# [WHAT IS EXPECTED]
Please copy the data below, beginning at the line that has "mark: the green tree" and stopping at the end of the data, and replace "pixel coordinates" with "image coordinates" while leaving everything else unchanged.

# [DATASET EXCERPTS]
* START *
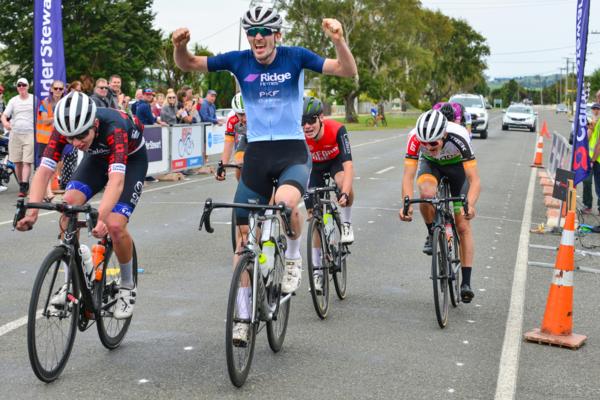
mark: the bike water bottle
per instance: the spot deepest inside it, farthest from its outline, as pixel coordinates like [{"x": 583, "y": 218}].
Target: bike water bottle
[
  {"x": 86, "y": 259},
  {"x": 98, "y": 251},
  {"x": 267, "y": 258}
]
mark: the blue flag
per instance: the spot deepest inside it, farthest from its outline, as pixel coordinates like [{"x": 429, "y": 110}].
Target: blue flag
[
  {"x": 48, "y": 52},
  {"x": 581, "y": 160}
]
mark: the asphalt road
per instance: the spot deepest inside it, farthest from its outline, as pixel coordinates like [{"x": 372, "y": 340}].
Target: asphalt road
[{"x": 381, "y": 342}]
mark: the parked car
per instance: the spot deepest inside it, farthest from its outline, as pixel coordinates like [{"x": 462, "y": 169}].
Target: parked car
[
  {"x": 474, "y": 104},
  {"x": 519, "y": 116},
  {"x": 561, "y": 108}
]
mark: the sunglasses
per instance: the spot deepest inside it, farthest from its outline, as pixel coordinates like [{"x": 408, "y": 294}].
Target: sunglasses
[
  {"x": 309, "y": 119},
  {"x": 79, "y": 137},
  {"x": 264, "y": 31}
]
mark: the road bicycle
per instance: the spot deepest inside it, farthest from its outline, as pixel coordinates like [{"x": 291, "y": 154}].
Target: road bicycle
[
  {"x": 90, "y": 297},
  {"x": 324, "y": 232},
  {"x": 445, "y": 258},
  {"x": 262, "y": 277}
]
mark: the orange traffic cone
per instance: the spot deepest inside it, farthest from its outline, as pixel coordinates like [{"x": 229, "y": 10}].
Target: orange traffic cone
[
  {"x": 557, "y": 324},
  {"x": 544, "y": 131},
  {"x": 539, "y": 152}
]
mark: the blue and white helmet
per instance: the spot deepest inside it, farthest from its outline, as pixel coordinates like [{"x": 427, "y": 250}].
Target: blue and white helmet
[{"x": 431, "y": 126}]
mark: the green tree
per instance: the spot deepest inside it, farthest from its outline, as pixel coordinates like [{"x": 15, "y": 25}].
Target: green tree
* END *
# [THE SOLUTION]
mark: the green tree
per instance: the spot deepest inside it, farthest from its outline, as image coordinates like [{"x": 15, "y": 25}].
Target: green tree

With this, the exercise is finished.